Exercise prompt -
Could the data below be copied exactly, minus the pictures?

[Referring expression pointing data]
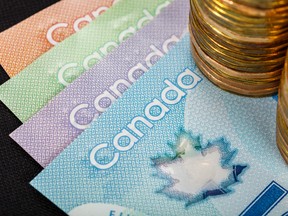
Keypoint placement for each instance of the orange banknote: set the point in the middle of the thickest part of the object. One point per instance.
(26, 41)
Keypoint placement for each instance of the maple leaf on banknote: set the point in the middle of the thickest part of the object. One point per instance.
(196, 173)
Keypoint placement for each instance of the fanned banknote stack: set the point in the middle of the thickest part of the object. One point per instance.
(282, 114)
(113, 108)
(240, 45)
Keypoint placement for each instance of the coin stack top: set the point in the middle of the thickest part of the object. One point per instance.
(240, 45)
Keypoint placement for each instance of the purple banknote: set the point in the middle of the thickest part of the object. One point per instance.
(52, 129)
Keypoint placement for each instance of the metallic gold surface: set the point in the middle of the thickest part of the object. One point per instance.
(240, 45)
(282, 113)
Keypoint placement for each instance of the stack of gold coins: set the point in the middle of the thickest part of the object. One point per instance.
(240, 45)
(282, 114)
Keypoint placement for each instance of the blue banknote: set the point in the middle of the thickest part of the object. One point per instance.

Exercise response -
Keypoint placement for each instance of the orange banknote: set the point in the middle of the thickest part of the object. One point per instance.
(26, 41)
Keypoint placement for each instance of the maple leaf on banknote: set the point in the middle of the thickest part of the object. One point per instance.
(196, 173)
Keypoint placement for each instance of the fanned banknote stack: set the point in the middle of the thickest part of the object. One point per instance.
(282, 114)
(113, 108)
(240, 45)
Keypoint placement for each instance of the coin stack top: set the point in the middle of the thickest part of the object. One point per instance.
(240, 45)
Keypoint placement for each instance of the purple banknote: set the point in the middle of the thickest part of the object. One point per instance.
(52, 129)
Keypoint placement for each instance of the metallic gold surface: set the point in the middle of the thickest part of the object. One point per instance.
(240, 45)
(282, 113)
Keypoint placement for each instance of the stack of gold coins: set the point in the middle of the thickest part of the object. One point per instance.
(240, 45)
(282, 114)
Keypoint placement for each instance of the blue banknote: set the point in the middle of the thickest part of the object. One point per instance.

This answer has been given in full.